Repeat the listing in full. Nothing may be added or left out.

Source data
....

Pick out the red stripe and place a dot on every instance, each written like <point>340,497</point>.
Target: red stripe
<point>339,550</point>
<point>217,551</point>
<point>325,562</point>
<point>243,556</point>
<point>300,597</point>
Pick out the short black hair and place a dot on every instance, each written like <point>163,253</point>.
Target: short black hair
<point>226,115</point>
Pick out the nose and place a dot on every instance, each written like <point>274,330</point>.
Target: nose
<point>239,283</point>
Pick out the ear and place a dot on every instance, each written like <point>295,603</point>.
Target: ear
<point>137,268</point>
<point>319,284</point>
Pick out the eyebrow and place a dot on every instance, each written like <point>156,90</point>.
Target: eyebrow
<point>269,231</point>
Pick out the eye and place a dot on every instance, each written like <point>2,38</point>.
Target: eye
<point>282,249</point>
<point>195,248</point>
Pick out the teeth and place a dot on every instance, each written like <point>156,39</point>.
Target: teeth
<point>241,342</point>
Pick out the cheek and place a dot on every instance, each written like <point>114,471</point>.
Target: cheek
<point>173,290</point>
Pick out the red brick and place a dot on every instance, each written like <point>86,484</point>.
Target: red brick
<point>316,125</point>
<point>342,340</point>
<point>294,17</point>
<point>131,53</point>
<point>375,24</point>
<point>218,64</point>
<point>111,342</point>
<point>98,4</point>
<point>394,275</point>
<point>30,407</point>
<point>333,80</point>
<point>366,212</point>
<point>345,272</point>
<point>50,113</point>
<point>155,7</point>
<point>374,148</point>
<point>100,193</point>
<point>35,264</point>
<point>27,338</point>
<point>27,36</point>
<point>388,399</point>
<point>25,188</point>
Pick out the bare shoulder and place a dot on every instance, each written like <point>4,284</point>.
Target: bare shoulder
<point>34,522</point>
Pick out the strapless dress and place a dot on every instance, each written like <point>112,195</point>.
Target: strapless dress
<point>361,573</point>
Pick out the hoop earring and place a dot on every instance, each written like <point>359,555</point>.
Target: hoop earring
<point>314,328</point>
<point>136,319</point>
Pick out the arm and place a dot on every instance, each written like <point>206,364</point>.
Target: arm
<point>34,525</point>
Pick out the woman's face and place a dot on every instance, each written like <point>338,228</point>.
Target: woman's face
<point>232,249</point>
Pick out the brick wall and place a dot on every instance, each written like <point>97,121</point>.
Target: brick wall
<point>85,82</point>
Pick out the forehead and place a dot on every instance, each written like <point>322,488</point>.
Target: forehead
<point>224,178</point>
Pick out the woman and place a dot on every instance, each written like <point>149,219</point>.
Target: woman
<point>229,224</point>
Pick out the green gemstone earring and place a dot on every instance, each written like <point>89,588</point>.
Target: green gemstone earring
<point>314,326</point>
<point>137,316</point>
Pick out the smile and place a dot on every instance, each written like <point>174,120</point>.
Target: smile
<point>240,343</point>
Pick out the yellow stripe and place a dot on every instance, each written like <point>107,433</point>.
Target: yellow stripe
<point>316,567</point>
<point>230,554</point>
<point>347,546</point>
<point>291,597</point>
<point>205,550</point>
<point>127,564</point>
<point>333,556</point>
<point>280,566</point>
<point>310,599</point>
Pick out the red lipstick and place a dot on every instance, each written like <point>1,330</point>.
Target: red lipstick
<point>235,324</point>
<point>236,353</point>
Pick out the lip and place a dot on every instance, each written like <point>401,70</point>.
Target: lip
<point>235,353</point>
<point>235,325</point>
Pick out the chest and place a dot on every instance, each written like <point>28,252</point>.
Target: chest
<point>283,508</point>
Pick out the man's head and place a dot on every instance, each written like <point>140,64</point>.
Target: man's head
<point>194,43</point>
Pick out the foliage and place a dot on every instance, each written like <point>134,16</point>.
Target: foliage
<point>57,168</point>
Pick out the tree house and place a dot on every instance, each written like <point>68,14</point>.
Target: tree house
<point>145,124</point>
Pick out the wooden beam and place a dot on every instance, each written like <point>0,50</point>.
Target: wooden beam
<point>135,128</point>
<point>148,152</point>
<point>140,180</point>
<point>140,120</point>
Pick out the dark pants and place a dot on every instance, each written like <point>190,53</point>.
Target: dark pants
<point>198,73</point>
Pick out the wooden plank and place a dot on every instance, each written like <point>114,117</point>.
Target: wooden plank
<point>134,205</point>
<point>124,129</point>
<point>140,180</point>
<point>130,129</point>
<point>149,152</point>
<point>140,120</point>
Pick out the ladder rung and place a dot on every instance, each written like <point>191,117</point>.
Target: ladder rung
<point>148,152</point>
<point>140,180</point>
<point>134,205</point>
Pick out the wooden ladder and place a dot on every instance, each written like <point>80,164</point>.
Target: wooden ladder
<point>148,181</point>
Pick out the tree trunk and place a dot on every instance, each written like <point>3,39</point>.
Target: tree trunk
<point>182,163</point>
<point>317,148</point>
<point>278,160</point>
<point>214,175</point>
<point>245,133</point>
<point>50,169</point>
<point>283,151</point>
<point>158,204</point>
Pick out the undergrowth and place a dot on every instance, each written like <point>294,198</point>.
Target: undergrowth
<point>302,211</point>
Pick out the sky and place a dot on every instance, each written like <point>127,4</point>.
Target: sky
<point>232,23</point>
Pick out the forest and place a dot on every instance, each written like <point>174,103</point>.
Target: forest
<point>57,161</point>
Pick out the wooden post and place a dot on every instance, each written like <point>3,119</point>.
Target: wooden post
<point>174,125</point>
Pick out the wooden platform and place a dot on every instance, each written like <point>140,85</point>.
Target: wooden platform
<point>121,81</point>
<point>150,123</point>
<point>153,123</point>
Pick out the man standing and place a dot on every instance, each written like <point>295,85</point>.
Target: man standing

....

**Response to the exercise**
Pick out the red stripe and place a dot on every instance, each written like <point>340,497</point>.
Target: red stripe
<point>339,550</point>
<point>217,551</point>
<point>325,562</point>
<point>243,556</point>
<point>300,597</point>
Pick out the short black hair and place a dot on every instance, each written like <point>163,253</point>.
Target: short black hair
<point>226,115</point>
Pick out the nose and place a dot on every instance, each written like <point>274,330</point>.
Target: nose
<point>239,283</point>
Pick out the ear and place a dot on every instance, each written like <point>295,603</point>.
Target: ear
<point>137,268</point>
<point>319,284</point>
Pick out the eyebrow and place a dot on every instance, each written like <point>156,90</point>.
Target: eyebrow
<point>269,231</point>
Pick out the eye and place a dot on every instance, each written like <point>2,38</point>.
Target: eye
<point>282,249</point>
<point>195,248</point>
Pick out the teeth and place a dot on every instance, each written like <point>156,39</point>.
Target: teeth
<point>241,342</point>
Pick out the cheek and place a dot on every instance, each written like <point>114,471</point>.
Target: cheek
<point>173,290</point>
Pick out the red brick and place a dot on every instance, each written like <point>86,484</point>.
Target: red brick
<point>316,125</point>
<point>342,340</point>
<point>294,17</point>
<point>131,53</point>
<point>375,24</point>
<point>218,64</point>
<point>111,342</point>
<point>98,4</point>
<point>394,275</point>
<point>30,407</point>
<point>333,80</point>
<point>366,212</point>
<point>345,272</point>
<point>50,113</point>
<point>155,7</point>
<point>374,148</point>
<point>100,193</point>
<point>35,264</point>
<point>27,338</point>
<point>27,36</point>
<point>388,399</point>
<point>25,188</point>
Pick out the bare shoulder and place a dot on every instance, each written like <point>4,284</point>.
Target: bare shoulder
<point>34,522</point>
Pick out the strapless dress and place a dot on every instance, each written like <point>112,195</point>.
Target: strapless dress
<point>361,573</point>
Pick out the hoop earring and place a dot on every instance, each written like <point>359,555</point>.
Target: hoop earring
<point>314,328</point>
<point>136,319</point>
Pick out the arm and place a dot on every instance, each written like <point>206,364</point>.
Target: arm
<point>34,525</point>
Pick out the woman's face and place a dot on every instance, each written like <point>338,228</point>.
Target: woman's face
<point>232,249</point>
Pick out the brick wall and place a dot on every instance, each written like <point>97,121</point>.
Target: brick wall
<point>85,82</point>
Pick out the forehead and place a dot on every instance, each written like <point>322,488</point>.
Target: forehead
<point>224,178</point>
Pick out the woman and place a dot on every instance, each written like <point>149,219</point>.
Target: woman
<point>229,224</point>
Pick out the green gemstone earring and place a dot on every instance, each written like <point>89,588</point>.
Target: green gemstone earring
<point>314,326</point>
<point>137,316</point>
Pick out the smile and place a dot on every instance, each written like <point>174,120</point>.
Target: smile
<point>240,343</point>
Pick out the yellow stripe and place a dot on every instance, each written like <point>107,433</point>.
Target: yellow stripe
<point>316,567</point>
<point>230,554</point>
<point>347,546</point>
<point>291,597</point>
<point>205,550</point>
<point>127,564</point>
<point>333,556</point>
<point>280,566</point>
<point>310,599</point>
Pick out the red lipstick and place a dot on every instance, each written like <point>1,330</point>.
Target: red lipstick
<point>235,324</point>
<point>236,353</point>
Pick out the lip and place a dot on every instance, each written like <point>401,70</point>.
Target: lip
<point>235,353</point>
<point>235,325</point>
Pick out the chest and place a dot on every instance, each written like <point>28,252</point>.
Target: chest
<point>283,508</point>
Pick out the man's head and place a dot on every instance, each written like <point>140,64</point>.
Target: man's head
<point>194,43</point>
Pick out the foliage and place a dot on every instance, each written like <point>134,16</point>.
Target: foliage
<point>57,168</point>
Pick out the tree house and place a dot on every instance, each written like <point>68,14</point>.
Target: tree house
<point>145,124</point>
Pick out the wooden beam and place a dot on every instance, each written like <point>0,50</point>.
Target: wooden beam
<point>135,128</point>
<point>148,152</point>
<point>140,180</point>
<point>140,120</point>
Pick out the dark pants and place a dot on every instance, each written like <point>190,53</point>.
Target: dark pants
<point>198,73</point>
Pick out the wooden plank and place a dot on every instance, each written like <point>114,117</point>.
Target: wooden plank
<point>134,205</point>
<point>124,129</point>
<point>140,180</point>
<point>130,129</point>
<point>149,152</point>
<point>140,120</point>
Pick out the ladder rung and place a dot on every instance, each written like <point>191,117</point>.
Target: ladder rung
<point>148,152</point>
<point>140,180</point>
<point>134,205</point>
Pick out the wooden ladder and place a dot on every instance, each written like <point>80,164</point>.
Target: wooden ladder
<point>148,181</point>
Pick out the tree trunk and place a dot on every instance, each written like <point>3,39</point>.
Target: tree trunk
<point>182,163</point>
<point>317,148</point>
<point>278,160</point>
<point>214,175</point>
<point>245,133</point>
<point>50,169</point>
<point>283,151</point>
<point>158,204</point>
Pick out the undergrowth and place a dot on every instance, each written like <point>294,198</point>.
Target: undergrowth
<point>302,211</point>
Pick out the sky and place a dot on every instance, each written like <point>127,4</point>.
Target: sky
<point>232,23</point>
Pick out the forest and place a dot on every instance, each written like <point>174,103</point>.
Target: forest
<point>57,161</point>
Pick out the wooden post and place a dot on every instance, each written like <point>3,119</point>.
Target: wooden post
<point>174,125</point>
Pick out the wooden platform and place a dot on every instance, each written like <point>140,85</point>.
Target: wooden platform
<point>121,81</point>
<point>150,123</point>
<point>153,123</point>
Pick out the man standing and place a dot on every instance, each written like <point>295,85</point>.
Target: man standing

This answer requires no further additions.